▸ What this exercise asks:
(1) Answer these questions from the consulting project write-up:
(a) How many Master's students were on each team the author led?
(b) How many abstracts were screened?
(c) Which instrument measured cough-related quality of life?
(2) Duplicate the passage of the consulting project write-up starting at "Importantly, the researchers" and ending at "a meaningless estimate.".

May 19, 2026
This project originated through consulting work with the Master’s in Statistical Practice (MSSP) program at Boston University, where I served as a PhD Senior Consultant. In this role I led teams of 5 Master’s students from client intake through modeling decisions, final write-ups, and presentations. This work resulted in a peer-reviewed publication in the American Journal of Otolaryngology (Amador et al., 2023)
I was brought on as a lead statistician for a rapid-turnaround consulting engagement — the research team needed results within two weeks. The project was a systematic review and meta-analysis examining whether neuromodulating drugs reduced cough symptoms in patients with Chronic Airway Hypersensitivity (CAH), a condition diagnosed in patients whose chronic cough persists after all other causes have been ruled out. Three outcomes were of interest: cough frequency (coughs per hour), cough severity (Visual Analog Scale, 0–100), and cough-related quality of life (Leicester Cough Questionnaire, LCQ).
Importantly, the researchers were not setting out to demonstrate that these drugs work. The goal was to assess whether the existing evidence base was sufficient to support their widespread off-label use — and to make the case that a properly powered randomized controlled trial is still needed.
Of 999 abstracts screened, 6 studies met clinical inclusion criteria. However, a further comparability issue emerged at the analysis stage: of the 6 studies, 3 reported cough frequency as a geometric mean and 3 as an arithmetic mean. These are not directly comparable — pooling across them would produce a meaningless estimate.
This required a methodological decision: which reporting standard to adopt. We chose to pool the geometric mean studies, as the geometric mean is the more appropriate summary for right-skewed count data like coughs per hour. The arithmetic mean studies were excluded from the meta-analysis on this basis, reducing the final set to 3 studies.
This is a common and underappreciated challenge in meta-analysis. Exclusions at this stage have nothing to do with study quality — the excluded studies may be perfectly well-conducted — but with the simple fact that clinical literature is not written with pooled analysis in mind. Researchers choose outcome reporting conventions for their own purposes, and those choices can render otherwise eligible studies incomparable.

▸ Listed entries:

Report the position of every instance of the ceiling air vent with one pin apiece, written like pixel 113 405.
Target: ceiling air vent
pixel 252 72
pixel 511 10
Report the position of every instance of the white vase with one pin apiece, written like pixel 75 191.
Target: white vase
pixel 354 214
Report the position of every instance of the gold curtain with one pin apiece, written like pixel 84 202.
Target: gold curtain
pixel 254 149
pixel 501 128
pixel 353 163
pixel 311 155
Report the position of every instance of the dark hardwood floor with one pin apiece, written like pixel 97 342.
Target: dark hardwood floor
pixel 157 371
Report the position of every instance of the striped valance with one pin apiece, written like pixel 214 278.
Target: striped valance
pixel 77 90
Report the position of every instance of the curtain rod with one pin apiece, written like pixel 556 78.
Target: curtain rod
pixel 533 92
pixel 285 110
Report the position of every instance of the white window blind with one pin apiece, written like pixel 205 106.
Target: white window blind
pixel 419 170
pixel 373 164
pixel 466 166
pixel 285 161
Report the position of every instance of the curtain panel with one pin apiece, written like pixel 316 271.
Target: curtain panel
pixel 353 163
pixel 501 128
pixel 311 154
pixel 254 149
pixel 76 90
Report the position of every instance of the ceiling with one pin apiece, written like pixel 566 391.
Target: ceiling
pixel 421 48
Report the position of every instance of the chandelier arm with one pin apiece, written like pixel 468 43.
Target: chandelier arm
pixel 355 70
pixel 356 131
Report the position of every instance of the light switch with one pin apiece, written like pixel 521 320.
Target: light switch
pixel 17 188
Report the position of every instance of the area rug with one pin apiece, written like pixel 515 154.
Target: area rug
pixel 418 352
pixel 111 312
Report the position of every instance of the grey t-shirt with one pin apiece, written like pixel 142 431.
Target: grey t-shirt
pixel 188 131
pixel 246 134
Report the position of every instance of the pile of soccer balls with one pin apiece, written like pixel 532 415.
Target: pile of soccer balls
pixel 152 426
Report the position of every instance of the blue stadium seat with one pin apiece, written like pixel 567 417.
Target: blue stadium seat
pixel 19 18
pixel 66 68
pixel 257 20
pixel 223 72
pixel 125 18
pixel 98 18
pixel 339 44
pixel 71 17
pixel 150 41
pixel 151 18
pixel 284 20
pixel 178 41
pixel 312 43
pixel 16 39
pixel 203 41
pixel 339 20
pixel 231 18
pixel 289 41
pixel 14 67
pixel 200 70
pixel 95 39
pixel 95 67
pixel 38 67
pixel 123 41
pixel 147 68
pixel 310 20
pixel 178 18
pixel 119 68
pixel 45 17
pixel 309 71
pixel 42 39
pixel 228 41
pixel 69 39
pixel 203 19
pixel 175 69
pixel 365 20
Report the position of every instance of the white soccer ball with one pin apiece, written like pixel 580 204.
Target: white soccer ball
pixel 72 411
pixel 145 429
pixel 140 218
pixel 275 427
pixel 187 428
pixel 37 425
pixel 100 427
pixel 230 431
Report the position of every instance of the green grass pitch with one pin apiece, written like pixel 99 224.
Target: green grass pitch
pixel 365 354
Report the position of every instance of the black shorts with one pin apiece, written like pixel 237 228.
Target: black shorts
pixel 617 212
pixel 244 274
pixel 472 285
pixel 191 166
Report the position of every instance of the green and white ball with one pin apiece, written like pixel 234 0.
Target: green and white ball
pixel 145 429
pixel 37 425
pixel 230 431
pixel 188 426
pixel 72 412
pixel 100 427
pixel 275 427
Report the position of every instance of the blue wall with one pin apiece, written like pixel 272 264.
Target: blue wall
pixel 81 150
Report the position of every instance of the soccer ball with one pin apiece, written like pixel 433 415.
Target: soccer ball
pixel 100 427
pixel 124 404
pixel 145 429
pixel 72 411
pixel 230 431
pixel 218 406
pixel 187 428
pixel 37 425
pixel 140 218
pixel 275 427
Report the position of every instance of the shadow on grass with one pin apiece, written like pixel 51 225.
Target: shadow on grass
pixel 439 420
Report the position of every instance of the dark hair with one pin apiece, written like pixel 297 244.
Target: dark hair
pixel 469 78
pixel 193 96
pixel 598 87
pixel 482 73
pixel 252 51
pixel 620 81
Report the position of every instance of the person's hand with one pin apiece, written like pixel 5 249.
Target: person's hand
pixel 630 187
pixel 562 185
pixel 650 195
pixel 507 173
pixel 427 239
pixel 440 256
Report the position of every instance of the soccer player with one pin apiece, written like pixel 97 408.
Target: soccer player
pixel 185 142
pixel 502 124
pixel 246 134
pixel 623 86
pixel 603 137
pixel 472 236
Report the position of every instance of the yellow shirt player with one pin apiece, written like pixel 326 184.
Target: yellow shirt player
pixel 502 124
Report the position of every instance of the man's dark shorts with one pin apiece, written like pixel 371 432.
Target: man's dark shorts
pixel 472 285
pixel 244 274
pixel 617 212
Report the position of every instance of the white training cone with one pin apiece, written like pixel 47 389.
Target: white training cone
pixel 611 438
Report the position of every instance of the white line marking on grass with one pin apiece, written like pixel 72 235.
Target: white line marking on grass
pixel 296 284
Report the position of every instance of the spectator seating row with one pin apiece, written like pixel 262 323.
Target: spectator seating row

▸ Expected responses:
(1)
(a) 5
(b) 999
(c) The Leicester Cough Questionnaire (LCQ)

(2)
Importantly, the researchers were not setting out to demonstrate that these drugs work. The goal was to assess whether the existing evidence base was sufficient to support their widespread off-label use — and to make the case that a properly powered randomized controlled trial is still needed.
Of 999 abstracts screened, 6 studies met clinical inclusion criteria. However, a further comparability issue emerged at the analysis stage: of the 6 studies, 3 reported cough frequency as a geometric mean and 3 as an arithmetic mean. These are not directly comparable — pooling across them would produce a meaningless estimate.